= Problems to solve =
[1] Reproduce word for word the part of the article on New York's health insurance rate increases that opens with the words containing "The state’s Department" and closes with "and hospital stays.".
[2] Continue the article on New York's health insurance rate increases from its final sentence.
══ Extracted text ══
New Yorkers who sign up for insurance under the Affordable Care Act exchanges for individuals will see their premiums rise by an average of 14 percent, now that the Cuomo administration has approved rate increases for insurers in the exchanges. Part of the increase is due to worries and uncertainties over the future of the ACA, also known as Obamacare.
The state’s Department of Financial Services approved the average rate increases of 13.9 percent for around 350,000 New Yorkers in the individual insurance market, and 3.9 percent for around one million enrolled in small group plans.
The individual plan increases range from a high of 31.5 percent for HealthNow New York, offered by Blue Cross Blue Shield of Western New York, to a low of a 4.4 percent increase for Excellus in the Rochester area and in central New York.
Don Ingalls, a vice president with Blue Cross Blue Shield of Western New York and BlueShield of Northeastern New York, says the increase reflects uncertainties over the future of the ACA, as well as the fact that costs are rising, including for doctors, pharmaceuticals, and hospital stays.
“We need to increase the prices to cover those costs,” Ingalls said.
═══
══ Material supplied ══
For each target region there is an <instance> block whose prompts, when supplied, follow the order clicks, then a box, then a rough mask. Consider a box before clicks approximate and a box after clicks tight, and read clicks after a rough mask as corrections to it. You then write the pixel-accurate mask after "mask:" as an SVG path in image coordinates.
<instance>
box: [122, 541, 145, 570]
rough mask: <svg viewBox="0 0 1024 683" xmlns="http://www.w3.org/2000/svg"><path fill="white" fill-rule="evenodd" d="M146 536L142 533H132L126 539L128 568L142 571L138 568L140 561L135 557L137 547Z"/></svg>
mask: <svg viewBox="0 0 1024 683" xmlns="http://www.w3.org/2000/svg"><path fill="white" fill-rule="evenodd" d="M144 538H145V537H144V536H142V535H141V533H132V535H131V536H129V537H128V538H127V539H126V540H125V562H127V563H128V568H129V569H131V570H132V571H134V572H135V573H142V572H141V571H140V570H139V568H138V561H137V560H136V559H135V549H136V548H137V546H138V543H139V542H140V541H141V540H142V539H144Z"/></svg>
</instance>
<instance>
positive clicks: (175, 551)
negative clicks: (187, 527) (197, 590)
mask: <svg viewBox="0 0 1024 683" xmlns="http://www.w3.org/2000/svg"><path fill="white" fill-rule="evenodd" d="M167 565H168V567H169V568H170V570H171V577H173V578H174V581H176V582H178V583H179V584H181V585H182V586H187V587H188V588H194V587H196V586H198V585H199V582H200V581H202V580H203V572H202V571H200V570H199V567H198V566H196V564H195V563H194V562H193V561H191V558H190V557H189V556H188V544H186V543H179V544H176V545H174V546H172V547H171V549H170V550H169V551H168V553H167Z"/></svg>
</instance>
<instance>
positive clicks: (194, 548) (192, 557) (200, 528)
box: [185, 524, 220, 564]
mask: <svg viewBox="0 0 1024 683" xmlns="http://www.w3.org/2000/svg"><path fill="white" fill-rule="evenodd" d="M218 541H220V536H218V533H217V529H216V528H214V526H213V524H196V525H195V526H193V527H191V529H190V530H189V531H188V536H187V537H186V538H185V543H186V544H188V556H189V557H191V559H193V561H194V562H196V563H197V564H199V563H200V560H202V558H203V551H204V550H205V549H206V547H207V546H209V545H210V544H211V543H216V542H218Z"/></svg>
═══
= Task-by-task outputs =
[1]
The state’s Department of Financial Services approved the average rate increases of 13.9 percent for around 350,000 New Yorkers in the individual insurance market, and 3.9 percent for around one million enrolled in small group plans.
The individual plan increases range from a high of 31.5 percent for HealthNow New York, offered by Blue Cross Blue Shield of Western New York, to a low of a 4.4 percent increase for Excellus in the Rochester area and in central New York.
Don Ingalls, a vice president with Blue Cross Blue Shield of Western New York and BlueShield of Northeastern New York, says the increase reflects uncertainties over the future of the ACA, as well as the fact that costs are rising, including for doctors, pharmaceuticals, and hospital stays.

[2]
Ingalls says his company is not happy that it raised rates, but he says the insurer lost millions of dollars on the health care exchange in the past three years.
“It’s not something we do lightly,” Ingalls said. “Every time we raise prices we lose members because people can’t afford it.”
Many on the exchanges won’t have to pay the full cost of the increases. They receive tax credits through the ACA, and the Republican-led Congress has so far not succeeded in repealing or replacing Obamacare.
The increases will not affect most New Yorkers with health insurance provided by large employers, government employment, or through Medicaid-related state plans. But Leslie Moran, with the New York Health Plan Association, which represents most of the insurance companies in the state, says rising health care costs are also a factor for those plans.
“Those continue to go up,” Moran said. “Pharmacy costs are going up by double digits every year.”
Moran says a larger concern, with all of the proposed changes to the ACA swirling in Washington, is to maintain a stable insurance marketplace in New York, where the Obamacare exchange has been relatively healthy, with 17 different plans offered.
“This is intended to keep the market place stable for 2018,” Moran said. “But who knows?”
But she says if big unexpected changes occur, insurance companies do not get a “do over.” The new rates are locked in for another year.
No one from the Department of Financial Services was available for an interview, but the agency does point out in its announcement that the rates for individuals are still 55 percent lower than they were before the ACA was enacted.